**Task requirements**
Print exactly the lines from the line with "the snow texture" to the last line of the data, please, both included.

**Records provided**
:::::

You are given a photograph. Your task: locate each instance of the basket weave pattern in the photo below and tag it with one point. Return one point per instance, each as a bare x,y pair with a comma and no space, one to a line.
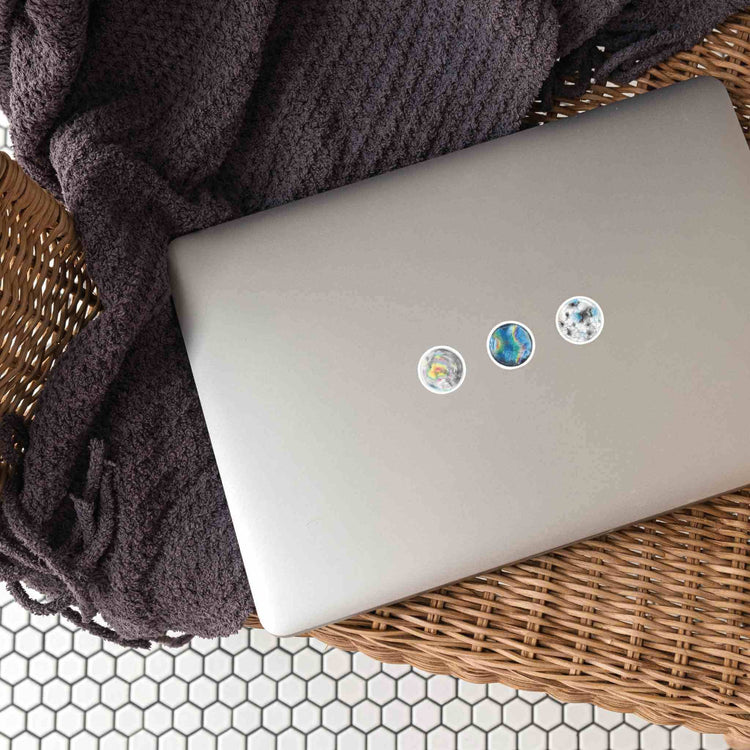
45,295
649,619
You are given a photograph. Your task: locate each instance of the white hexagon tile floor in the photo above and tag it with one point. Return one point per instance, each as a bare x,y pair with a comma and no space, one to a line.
62,689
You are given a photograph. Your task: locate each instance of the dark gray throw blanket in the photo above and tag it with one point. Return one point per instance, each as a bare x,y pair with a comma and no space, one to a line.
153,118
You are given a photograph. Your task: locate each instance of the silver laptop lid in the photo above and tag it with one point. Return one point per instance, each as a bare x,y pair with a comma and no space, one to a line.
351,485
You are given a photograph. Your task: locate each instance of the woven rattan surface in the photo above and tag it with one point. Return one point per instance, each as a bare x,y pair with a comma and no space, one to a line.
651,619
45,295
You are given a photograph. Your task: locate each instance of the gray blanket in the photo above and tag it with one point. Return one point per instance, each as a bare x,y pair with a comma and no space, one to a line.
153,118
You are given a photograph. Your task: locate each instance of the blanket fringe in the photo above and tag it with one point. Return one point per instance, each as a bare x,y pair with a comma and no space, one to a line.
65,573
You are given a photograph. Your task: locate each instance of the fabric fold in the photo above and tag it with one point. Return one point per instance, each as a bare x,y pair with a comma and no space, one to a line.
150,120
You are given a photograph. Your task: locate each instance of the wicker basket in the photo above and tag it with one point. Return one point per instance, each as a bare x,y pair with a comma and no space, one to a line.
651,619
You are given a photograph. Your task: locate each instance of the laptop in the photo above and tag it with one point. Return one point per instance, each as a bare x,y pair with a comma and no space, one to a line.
456,365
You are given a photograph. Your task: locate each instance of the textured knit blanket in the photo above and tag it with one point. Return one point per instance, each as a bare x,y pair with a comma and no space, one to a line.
153,118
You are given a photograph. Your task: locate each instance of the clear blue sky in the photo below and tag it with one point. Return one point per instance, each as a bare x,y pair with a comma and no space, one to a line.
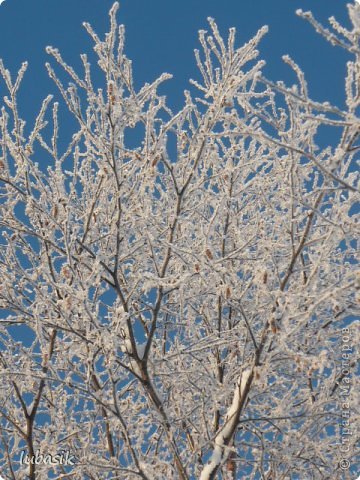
161,36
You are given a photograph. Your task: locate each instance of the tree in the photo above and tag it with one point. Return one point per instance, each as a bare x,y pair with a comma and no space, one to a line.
185,306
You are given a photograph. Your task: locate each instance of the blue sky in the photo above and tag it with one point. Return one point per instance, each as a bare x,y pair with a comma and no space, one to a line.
161,36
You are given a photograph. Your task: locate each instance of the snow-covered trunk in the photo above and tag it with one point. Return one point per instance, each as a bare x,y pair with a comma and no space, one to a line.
226,433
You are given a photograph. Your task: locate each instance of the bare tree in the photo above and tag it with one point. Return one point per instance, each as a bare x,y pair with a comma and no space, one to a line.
183,306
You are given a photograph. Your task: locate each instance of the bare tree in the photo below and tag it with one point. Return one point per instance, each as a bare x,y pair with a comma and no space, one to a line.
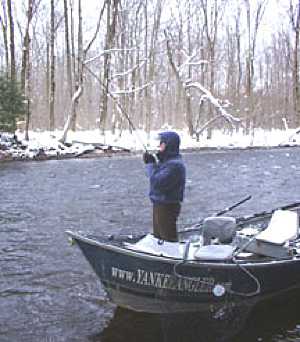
295,20
3,22
252,31
68,49
52,68
81,61
12,41
111,17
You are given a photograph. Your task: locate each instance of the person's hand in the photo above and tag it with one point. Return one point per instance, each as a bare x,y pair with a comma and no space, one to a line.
148,158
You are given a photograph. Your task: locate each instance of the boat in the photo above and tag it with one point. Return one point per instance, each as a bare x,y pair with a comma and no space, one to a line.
221,261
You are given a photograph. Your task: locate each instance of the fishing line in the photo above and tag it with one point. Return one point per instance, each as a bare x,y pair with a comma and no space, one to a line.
120,108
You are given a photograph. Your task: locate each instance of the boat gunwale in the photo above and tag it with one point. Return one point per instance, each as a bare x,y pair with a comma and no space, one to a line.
172,260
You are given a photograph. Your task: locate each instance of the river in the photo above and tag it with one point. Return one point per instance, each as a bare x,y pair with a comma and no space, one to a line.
48,292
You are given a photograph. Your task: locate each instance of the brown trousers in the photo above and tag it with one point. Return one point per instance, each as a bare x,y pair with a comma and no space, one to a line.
164,221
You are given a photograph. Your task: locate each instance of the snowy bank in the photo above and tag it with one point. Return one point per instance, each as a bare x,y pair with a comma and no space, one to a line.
46,145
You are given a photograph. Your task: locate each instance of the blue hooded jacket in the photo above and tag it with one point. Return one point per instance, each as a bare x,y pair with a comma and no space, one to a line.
167,177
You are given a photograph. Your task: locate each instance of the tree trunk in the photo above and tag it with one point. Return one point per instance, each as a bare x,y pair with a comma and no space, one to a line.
68,50
3,22
52,70
112,12
12,42
26,46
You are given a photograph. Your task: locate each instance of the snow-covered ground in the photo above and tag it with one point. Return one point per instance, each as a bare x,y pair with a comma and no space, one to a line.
46,144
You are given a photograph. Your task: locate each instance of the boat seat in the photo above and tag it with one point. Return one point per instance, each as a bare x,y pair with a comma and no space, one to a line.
222,228
282,227
214,252
272,242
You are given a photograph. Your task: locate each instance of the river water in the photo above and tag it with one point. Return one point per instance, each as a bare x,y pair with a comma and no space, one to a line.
48,292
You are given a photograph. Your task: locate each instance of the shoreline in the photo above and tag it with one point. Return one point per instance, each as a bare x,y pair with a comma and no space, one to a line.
117,153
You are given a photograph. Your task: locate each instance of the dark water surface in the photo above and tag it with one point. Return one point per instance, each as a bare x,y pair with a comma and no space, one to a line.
48,292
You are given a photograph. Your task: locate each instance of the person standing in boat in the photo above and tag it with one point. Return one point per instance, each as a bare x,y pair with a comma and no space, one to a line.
167,184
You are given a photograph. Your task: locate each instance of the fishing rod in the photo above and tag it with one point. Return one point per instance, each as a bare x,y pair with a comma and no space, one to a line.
120,108
219,213
243,219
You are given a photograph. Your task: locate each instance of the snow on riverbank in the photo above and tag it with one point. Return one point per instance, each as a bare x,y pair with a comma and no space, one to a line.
44,145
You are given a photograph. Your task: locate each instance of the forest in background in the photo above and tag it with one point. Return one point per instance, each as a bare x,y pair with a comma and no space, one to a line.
190,63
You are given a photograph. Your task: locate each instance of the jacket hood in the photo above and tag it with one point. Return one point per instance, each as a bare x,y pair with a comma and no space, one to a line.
172,141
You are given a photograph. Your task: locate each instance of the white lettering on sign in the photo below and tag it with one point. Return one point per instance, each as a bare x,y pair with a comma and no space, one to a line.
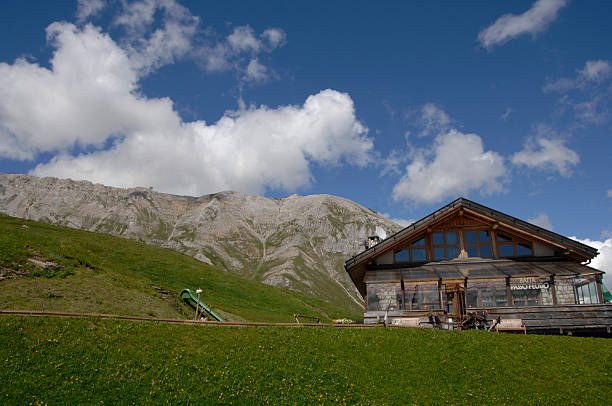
528,283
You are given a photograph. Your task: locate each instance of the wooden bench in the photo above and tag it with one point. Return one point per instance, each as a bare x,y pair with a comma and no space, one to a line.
303,316
407,322
511,325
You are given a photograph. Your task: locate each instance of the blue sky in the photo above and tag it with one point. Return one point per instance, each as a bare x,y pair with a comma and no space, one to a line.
399,106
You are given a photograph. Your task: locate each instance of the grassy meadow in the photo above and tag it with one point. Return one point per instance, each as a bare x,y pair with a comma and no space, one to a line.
51,360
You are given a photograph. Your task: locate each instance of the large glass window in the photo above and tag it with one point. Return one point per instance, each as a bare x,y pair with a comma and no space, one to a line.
445,245
422,296
384,296
478,243
564,289
586,291
415,252
531,291
487,293
510,246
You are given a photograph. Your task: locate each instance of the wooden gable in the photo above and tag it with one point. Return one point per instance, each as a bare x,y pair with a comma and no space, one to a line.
461,231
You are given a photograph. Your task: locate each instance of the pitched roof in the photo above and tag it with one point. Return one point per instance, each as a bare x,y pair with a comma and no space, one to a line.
467,204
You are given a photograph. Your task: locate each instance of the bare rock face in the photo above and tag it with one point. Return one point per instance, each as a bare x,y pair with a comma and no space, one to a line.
298,242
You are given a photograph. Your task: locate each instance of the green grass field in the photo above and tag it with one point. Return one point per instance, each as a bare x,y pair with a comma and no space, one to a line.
90,361
104,274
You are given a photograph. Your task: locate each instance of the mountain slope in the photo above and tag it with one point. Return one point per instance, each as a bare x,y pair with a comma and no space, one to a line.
299,243
46,267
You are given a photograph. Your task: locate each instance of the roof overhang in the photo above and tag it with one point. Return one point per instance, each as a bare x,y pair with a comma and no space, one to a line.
356,266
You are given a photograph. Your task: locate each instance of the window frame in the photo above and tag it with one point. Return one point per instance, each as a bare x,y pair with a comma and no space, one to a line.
477,243
514,241
445,245
410,248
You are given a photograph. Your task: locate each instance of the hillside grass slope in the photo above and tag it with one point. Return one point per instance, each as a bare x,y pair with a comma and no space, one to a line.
45,267
49,360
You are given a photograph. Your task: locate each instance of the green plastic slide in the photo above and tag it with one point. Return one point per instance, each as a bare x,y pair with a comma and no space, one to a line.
188,294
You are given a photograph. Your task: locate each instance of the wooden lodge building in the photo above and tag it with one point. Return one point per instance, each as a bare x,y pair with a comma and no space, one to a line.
466,258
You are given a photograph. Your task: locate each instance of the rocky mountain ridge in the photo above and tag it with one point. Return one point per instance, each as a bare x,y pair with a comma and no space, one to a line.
298,242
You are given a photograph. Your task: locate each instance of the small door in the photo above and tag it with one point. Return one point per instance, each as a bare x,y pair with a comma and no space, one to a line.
455,299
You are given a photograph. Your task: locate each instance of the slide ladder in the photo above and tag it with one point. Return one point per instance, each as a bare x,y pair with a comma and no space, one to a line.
188,294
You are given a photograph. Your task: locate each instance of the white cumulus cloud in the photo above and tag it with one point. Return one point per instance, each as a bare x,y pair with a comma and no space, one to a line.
544,151
456,165
88,8
532,21
89,94
246,150
603,261
541,220
593,72
89,98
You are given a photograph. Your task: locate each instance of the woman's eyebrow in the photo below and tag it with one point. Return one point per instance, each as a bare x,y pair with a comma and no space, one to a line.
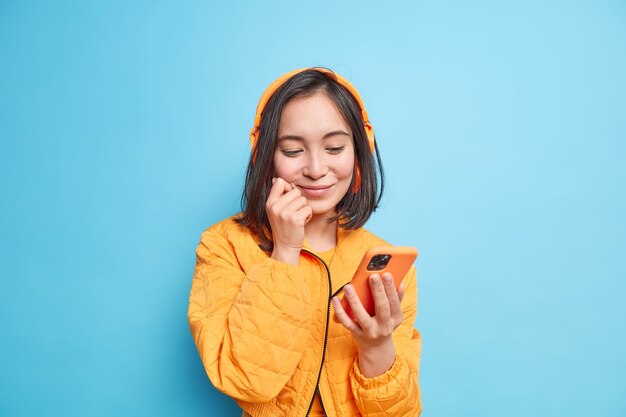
327,135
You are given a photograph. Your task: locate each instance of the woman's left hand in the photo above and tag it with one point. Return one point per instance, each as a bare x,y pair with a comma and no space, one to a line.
372,334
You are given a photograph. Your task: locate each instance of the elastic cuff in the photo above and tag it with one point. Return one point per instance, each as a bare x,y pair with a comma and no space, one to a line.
376,381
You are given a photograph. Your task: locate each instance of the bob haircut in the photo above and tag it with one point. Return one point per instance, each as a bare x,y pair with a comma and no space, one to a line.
355,208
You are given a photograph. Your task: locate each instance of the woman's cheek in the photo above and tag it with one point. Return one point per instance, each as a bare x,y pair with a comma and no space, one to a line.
285,168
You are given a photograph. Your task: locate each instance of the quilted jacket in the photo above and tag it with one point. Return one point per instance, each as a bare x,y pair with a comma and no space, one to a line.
265,333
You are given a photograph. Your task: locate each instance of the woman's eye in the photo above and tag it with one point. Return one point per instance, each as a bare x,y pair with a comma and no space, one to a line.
291,152
335,149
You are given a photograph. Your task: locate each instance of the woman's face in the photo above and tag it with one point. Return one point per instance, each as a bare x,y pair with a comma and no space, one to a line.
315,151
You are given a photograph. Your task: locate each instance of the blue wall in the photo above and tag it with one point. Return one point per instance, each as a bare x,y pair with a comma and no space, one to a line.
124,133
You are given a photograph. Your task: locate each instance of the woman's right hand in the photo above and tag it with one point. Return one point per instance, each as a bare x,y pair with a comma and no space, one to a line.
288,213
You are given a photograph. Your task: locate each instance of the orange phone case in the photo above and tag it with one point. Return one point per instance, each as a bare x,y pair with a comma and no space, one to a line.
401,259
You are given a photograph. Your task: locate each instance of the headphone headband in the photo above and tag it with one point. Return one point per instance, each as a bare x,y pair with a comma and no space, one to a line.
254,132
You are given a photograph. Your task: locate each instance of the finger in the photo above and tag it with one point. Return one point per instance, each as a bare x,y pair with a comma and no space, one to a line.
392,294
342,317
358,311
401,291
277,190
379,293
289,202
309,214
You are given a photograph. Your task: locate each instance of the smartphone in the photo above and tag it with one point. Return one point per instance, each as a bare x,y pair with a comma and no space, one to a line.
380,259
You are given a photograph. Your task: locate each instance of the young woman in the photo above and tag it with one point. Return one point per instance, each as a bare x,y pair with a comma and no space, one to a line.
266,281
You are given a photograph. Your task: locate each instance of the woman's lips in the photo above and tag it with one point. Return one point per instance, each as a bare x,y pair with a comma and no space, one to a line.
315,191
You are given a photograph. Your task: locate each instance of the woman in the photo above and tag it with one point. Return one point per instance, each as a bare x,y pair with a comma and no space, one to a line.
266,280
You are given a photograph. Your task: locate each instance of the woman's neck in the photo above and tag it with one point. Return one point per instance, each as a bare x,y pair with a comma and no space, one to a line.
321,234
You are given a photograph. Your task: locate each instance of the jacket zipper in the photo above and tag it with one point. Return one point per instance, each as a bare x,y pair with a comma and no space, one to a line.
330,296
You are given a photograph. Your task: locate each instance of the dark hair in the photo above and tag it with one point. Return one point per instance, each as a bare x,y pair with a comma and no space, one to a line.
354,209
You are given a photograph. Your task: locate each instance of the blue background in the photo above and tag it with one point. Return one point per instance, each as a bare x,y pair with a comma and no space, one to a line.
124,133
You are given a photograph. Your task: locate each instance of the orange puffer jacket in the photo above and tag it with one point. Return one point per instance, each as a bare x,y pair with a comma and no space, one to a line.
265,333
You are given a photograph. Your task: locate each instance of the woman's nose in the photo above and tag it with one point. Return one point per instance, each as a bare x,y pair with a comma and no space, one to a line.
315,167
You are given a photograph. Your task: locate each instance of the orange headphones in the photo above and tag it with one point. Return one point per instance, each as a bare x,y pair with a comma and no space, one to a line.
254,132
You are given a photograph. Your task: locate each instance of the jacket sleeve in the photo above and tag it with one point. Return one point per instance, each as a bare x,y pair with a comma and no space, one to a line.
239,320
395,393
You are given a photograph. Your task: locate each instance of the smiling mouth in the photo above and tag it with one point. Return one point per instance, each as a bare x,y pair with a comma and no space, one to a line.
317,187
315,191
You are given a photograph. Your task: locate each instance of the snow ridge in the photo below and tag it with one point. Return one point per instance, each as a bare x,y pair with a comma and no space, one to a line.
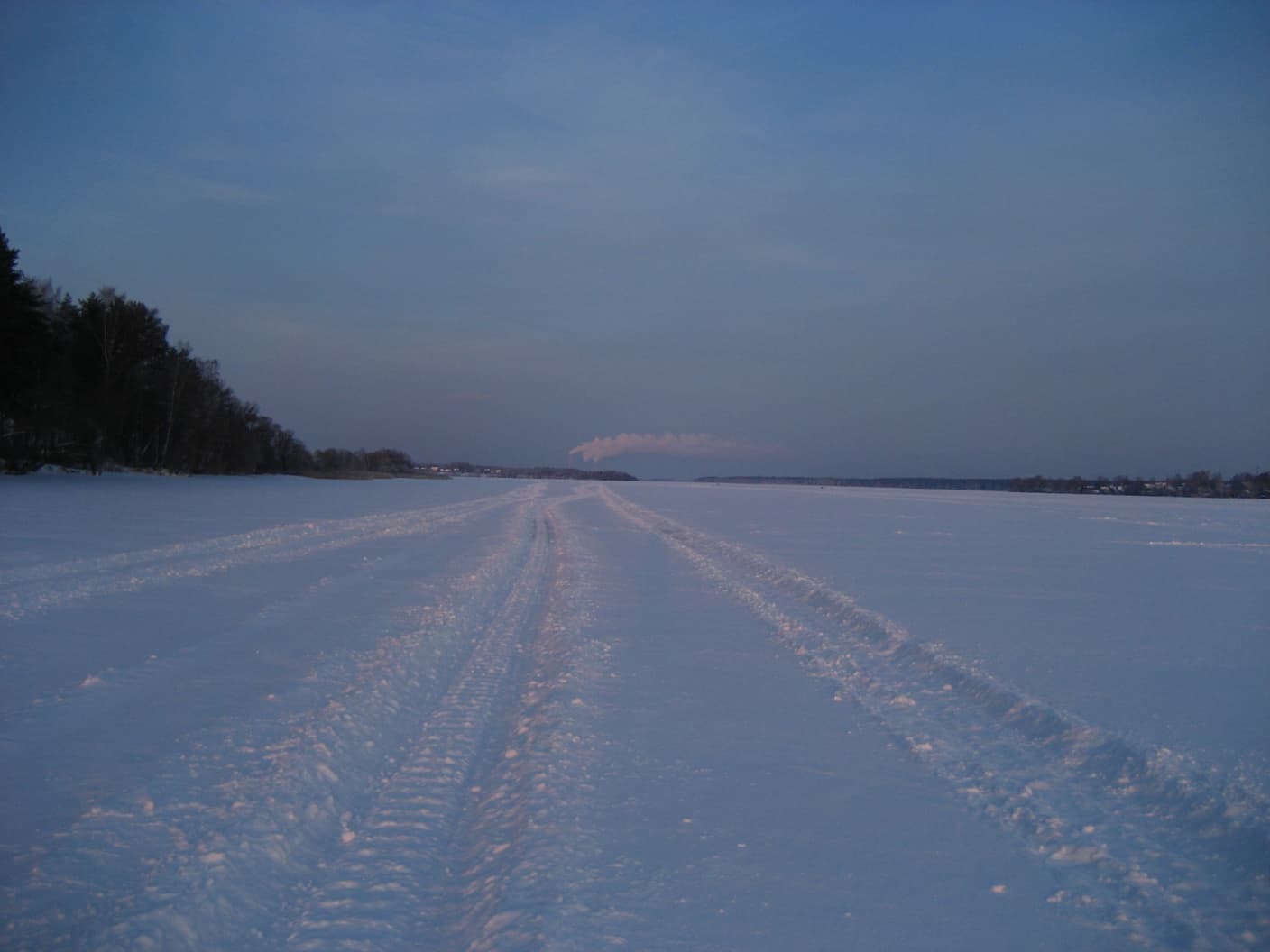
1148,843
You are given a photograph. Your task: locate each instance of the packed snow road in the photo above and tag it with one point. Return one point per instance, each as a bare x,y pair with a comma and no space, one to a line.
482,715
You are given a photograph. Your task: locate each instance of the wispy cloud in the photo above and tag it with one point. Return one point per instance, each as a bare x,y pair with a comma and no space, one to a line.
467,397
688,444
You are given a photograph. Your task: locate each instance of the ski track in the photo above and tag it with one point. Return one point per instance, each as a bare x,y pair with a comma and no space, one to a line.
1146,842
432,789
52,585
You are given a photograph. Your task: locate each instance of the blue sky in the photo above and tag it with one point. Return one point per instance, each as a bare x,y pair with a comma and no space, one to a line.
825,239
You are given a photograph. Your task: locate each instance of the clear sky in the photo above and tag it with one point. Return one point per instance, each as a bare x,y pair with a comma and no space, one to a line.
856,239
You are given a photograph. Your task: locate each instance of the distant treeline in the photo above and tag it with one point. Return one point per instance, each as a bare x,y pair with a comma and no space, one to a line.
528,472
1211,485
96,382
1199,484
886,482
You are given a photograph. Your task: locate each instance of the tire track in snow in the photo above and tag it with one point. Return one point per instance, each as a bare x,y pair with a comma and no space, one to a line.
51,585
379,892
529,853
1146,842
465,845
212,852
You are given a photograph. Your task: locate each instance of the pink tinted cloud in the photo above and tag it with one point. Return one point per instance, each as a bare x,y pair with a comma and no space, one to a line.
695,444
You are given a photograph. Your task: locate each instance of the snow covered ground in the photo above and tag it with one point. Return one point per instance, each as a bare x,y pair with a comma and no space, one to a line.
501,715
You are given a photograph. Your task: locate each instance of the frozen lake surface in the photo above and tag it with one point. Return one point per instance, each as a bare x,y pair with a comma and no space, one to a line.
500,715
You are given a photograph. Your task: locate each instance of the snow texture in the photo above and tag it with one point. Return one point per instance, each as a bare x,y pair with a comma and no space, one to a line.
270,714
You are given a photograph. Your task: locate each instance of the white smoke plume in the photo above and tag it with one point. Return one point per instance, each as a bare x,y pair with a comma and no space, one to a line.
696,444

:::::

**Full solution**
You are given a photograph. Your task: locate each instance of the snow texture in the photo above and tag it with one point. Return one point per instance, each as a bare x,y pair with a comma and no space, one to a line.
270,714
You are given a photograph. Your task: locate each instance of the white smoke plume in the photo above and tag it with one point. Return one point per instance, each as a bare x,y pair with a comma and no space, one to a line.
696,444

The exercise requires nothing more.